■ **Problem details**
Pick out and copy each line below that contains the word "white". Case counts.

■ **Material supplied**
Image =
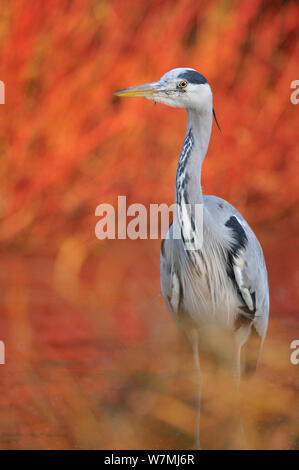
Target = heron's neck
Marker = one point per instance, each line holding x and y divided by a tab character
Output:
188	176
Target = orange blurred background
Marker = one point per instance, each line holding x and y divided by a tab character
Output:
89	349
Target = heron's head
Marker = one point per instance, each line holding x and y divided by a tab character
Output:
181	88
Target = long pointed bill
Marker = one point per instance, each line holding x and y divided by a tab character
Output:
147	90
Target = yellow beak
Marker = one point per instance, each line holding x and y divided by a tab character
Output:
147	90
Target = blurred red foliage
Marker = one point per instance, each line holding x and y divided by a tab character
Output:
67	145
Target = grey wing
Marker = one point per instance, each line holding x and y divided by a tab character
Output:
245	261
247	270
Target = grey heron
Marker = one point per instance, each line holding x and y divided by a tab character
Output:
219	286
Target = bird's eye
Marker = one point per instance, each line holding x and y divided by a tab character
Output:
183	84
* * *
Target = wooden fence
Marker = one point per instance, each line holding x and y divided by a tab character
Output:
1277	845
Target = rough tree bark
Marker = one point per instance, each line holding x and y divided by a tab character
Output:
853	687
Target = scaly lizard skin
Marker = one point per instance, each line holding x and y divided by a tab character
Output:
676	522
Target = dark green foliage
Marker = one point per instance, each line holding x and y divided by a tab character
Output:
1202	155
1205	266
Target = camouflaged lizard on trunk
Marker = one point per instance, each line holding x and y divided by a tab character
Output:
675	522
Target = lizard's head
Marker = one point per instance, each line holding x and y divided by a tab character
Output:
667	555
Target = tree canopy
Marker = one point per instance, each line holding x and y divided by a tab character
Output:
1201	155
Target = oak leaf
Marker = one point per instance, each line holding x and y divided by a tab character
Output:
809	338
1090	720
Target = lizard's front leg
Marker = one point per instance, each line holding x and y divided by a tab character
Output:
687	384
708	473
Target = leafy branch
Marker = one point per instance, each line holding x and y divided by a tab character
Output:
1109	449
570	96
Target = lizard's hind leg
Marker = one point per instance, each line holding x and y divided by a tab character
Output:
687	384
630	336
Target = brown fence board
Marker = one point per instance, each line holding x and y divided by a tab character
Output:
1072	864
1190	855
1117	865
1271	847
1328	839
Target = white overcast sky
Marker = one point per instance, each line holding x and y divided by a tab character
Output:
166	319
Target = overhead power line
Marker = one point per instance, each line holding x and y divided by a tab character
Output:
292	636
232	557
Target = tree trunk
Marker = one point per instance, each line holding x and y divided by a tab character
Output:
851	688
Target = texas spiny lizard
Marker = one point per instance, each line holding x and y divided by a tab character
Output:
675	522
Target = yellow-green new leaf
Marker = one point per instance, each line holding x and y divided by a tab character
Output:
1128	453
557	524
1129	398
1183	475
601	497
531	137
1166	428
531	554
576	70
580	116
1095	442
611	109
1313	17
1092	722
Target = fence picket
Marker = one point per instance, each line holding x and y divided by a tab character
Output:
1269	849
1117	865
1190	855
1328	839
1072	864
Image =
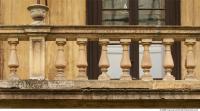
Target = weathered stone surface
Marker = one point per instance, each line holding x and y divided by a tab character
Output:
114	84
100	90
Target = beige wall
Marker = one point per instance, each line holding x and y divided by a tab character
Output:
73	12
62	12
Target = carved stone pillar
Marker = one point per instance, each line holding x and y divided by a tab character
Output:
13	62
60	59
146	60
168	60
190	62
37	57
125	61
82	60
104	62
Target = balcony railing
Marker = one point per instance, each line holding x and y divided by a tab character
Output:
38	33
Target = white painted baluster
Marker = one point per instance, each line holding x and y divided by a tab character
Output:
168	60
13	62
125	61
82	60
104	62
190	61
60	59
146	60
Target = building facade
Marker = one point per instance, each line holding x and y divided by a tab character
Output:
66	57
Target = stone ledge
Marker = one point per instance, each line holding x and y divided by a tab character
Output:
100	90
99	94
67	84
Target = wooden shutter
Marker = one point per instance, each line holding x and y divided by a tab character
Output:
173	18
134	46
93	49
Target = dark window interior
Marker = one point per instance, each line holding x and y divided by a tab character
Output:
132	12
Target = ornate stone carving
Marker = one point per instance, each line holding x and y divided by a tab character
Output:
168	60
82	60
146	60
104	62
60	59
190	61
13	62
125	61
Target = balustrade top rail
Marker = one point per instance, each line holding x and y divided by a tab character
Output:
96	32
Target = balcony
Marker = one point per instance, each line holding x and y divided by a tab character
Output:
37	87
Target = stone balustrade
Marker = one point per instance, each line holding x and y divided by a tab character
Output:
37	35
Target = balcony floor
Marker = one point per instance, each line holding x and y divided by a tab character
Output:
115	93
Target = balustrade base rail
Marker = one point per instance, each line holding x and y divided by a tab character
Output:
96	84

■ **In response**
Target = white overcast sky
Target = white painted baluster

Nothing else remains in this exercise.